▶ [Directive] Please extract every line in the entries below that contains the word "wall".

##### Raw data

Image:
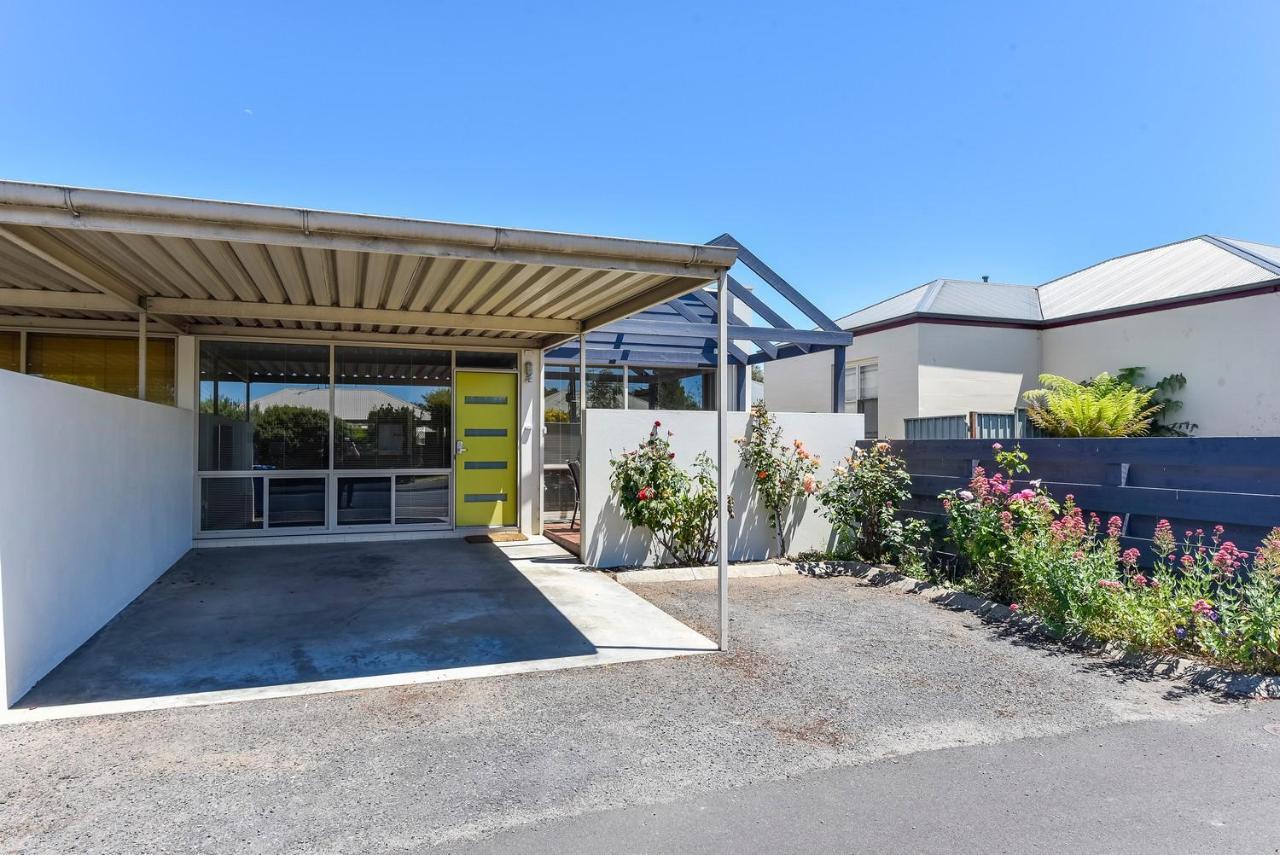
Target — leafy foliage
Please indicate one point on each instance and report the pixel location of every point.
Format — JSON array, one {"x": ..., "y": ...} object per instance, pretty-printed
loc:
[
  {"x": 676, "y": 506},
  {"x": 863, "y": 498},
  {"x": 1104, "y": 406},
  {"x": 1201, "y": 597},
  {"x": 1165, "y": 391},
  {"x": 782, "y": 474}
]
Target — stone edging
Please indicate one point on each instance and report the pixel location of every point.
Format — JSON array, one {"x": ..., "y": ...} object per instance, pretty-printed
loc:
[{"x": 1197, "y": 673}]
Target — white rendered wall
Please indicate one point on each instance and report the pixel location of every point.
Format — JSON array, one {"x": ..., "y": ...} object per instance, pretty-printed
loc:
[
  {"x": 1229, "y": 351},
  {"x": 611, "y": 542},
  {"x": 95, "y": 504},
  {"x": 981, "y": 369}
]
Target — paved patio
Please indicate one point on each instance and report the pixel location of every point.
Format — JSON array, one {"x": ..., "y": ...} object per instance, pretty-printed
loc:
[
  {"x": 824, "y": 676},
  {"x": 266, "y": 621}
]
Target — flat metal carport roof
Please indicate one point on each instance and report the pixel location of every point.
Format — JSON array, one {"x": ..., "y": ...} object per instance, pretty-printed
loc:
[{"x": 73, "y": 257}]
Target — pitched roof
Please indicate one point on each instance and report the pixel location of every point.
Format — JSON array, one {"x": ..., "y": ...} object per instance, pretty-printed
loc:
[{"x": 1192, "y": 268}]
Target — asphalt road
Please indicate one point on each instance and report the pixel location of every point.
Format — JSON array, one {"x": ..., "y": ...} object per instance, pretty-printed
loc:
[
  {"x": 846, "y": 718},
  {"x": 1212, "y": 786}
]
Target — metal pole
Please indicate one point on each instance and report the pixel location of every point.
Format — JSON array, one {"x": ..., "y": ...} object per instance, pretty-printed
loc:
[
  {"x": 142, "y": 356},
  {"x": 837, "y": 388},
  {"x": 722, "y": 452}
]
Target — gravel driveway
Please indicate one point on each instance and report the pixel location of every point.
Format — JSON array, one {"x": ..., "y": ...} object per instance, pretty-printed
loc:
[{"x": 823, "y": 673}]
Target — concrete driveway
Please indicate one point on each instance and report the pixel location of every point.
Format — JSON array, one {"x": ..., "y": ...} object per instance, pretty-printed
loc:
[
  {"x": 832, "y": 691},
  {"x": 266, "y": 621}
]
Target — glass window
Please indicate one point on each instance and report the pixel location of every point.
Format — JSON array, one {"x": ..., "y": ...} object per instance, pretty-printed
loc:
[
  {"x": 231, "y": 503},
  {"x": 421, "y": 498},
  {"x": 263, "y": 406},
  {"x": 295, "y": 502},
  {"x": 392, "y": 408},
  {"x": 649, "y": 388},
  {"x": 504, "y": 360},
  {"x": 104, "y": 362},
  {"x": 9, "y": 346},
  {"x": 364, "y": 501}
]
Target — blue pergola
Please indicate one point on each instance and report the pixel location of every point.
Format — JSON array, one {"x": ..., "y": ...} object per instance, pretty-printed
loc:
[{"x": 682, "y": 332}]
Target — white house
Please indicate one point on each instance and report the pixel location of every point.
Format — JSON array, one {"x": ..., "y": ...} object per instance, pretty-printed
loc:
[{"x": 1206, "y": 307}]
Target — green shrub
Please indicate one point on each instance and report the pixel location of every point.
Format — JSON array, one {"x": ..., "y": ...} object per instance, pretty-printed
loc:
[
  {"x": 676, "y": 506},
  {"x": 1202, "y": 595},
  {"x": 782, "y": 474},
  {"x": 863, "y": 498}
]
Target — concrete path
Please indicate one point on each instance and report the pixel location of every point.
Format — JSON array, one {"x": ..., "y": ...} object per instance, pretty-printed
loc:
[
  {"x": 826, "y": 677},
  {"x": 238, "y": 623}
]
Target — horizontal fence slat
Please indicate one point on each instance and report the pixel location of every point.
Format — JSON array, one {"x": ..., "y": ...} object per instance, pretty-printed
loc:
[{"x": 1196, "y": 483}]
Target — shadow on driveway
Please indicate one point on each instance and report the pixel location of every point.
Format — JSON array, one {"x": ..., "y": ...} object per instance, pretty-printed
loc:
[{"x": 265, "y": 616}]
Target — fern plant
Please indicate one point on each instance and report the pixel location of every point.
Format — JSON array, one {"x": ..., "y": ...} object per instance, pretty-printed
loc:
[{"x": 1104, "y": 406}]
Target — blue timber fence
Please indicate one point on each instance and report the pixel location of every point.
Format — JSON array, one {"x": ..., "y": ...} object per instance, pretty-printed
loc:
[{"x": 1194, "y": 483}]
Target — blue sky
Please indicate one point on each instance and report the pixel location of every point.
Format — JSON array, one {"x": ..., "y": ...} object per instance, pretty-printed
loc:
[{"x": 860, "y": 149}]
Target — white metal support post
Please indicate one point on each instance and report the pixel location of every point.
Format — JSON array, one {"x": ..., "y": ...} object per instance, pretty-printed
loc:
[
  {"x": 581, "y": 443},
  {"x": 142, "y": 355},
  {"x": 722, "y": 452}
]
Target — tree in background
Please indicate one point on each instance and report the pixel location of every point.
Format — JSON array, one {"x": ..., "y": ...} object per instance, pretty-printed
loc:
[
  {"x": 1165, "y": 388},
  {"x": 1104, "y": 406}
]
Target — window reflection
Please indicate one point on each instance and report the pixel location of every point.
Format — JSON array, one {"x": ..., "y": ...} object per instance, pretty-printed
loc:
[
  {"x": 392, "y": 408},
  {"x": 263, "y": 406}
]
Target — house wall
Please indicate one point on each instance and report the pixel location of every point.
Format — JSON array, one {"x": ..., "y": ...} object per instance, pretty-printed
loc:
[
  {"x": 1229, "y": 352},
  {"x": 978, "y": 369},
  {"x": 95, "y": 504},
  {"x": 803, "y": 383},
  {"x": 611, "y": 542}
]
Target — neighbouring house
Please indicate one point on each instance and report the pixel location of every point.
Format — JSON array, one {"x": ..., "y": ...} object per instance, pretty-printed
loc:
[
  {"x": 181, "y": 373},
  {"x": 951, "y": 351}
]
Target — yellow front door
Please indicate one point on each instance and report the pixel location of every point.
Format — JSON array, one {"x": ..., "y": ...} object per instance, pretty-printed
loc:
[{"x": 485, "y": 463}]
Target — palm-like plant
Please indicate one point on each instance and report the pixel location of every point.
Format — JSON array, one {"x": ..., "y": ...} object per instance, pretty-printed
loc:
[{"x": 1098, "y": 407}]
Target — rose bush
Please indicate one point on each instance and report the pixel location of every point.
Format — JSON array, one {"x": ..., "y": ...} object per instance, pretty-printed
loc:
[
  {"x": 782, "y": 474},
  {"x": 1201, "y": 595},
  {"x": 677, "y": 507},
  {"x": 863, "y": 498}
]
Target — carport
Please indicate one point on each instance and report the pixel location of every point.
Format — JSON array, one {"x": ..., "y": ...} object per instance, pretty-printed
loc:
[
  {"x": 254, "y": 622},
  {"x": 228, "y": 293}
]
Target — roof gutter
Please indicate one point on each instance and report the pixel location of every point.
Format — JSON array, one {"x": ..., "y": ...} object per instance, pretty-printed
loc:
[{"x": 55, "y": 206}]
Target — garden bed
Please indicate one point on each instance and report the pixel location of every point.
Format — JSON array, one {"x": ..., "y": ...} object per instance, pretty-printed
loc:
[{"x": 1198, "y": 673}]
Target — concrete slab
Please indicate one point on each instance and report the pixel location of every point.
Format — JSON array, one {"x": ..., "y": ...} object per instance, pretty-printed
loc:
[{"x": 270, "y": 621}]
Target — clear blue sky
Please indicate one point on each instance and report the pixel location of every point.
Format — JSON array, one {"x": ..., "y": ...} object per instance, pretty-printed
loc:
[{"x": 860, "y": 149}]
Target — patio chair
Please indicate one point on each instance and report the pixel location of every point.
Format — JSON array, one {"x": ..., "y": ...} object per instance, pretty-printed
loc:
[{"x": 575, "y": 472}]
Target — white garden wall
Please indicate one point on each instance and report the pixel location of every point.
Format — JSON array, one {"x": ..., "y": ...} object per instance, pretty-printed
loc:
[
  {"x": 608, "y": 540},
  {"x": 95, "y": 504}
]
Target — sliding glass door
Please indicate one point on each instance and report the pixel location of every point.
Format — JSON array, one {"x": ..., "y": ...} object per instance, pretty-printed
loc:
[{"x": 312, "y": 438}]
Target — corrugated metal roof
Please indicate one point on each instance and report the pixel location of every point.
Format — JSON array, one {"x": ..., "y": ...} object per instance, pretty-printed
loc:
[
  {"x": 1184, "y": 269},
  {"x": 1200, "y": 265},
  {"x": 952, "y": 297},
  {"x": 983, "y": 300},
  {"x": 213, "y": 268}
]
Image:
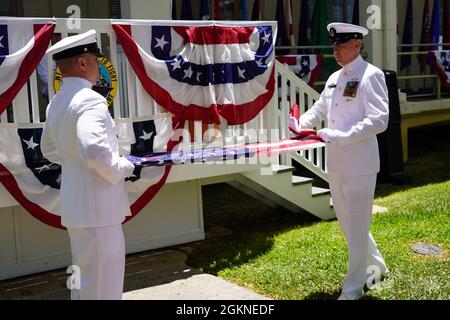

##########

▶ [Exercise response]
Target — white rendered wall
Target — house wall
Target — white garden wall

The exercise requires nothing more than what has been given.